▶ [WORK INSTRUCTIONS]
Write out every line of the listing below word for word, but leave out the pictures.

▶ [SUPPLIED DATA]
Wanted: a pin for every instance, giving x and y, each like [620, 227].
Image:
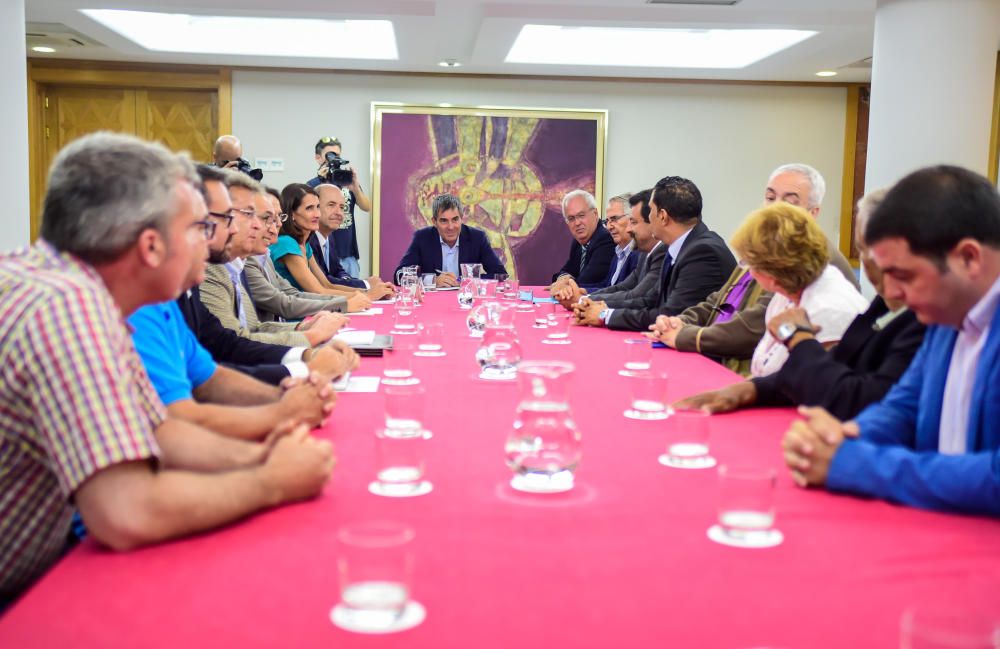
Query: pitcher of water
[500, 350]
[544, 447]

▶ [RIGHT ANSWER]
Wanted: a pin for every instance, giving x and y, each like [620, 227].
Image:
Query: pitcher of water
[500, 350]
[544, 447]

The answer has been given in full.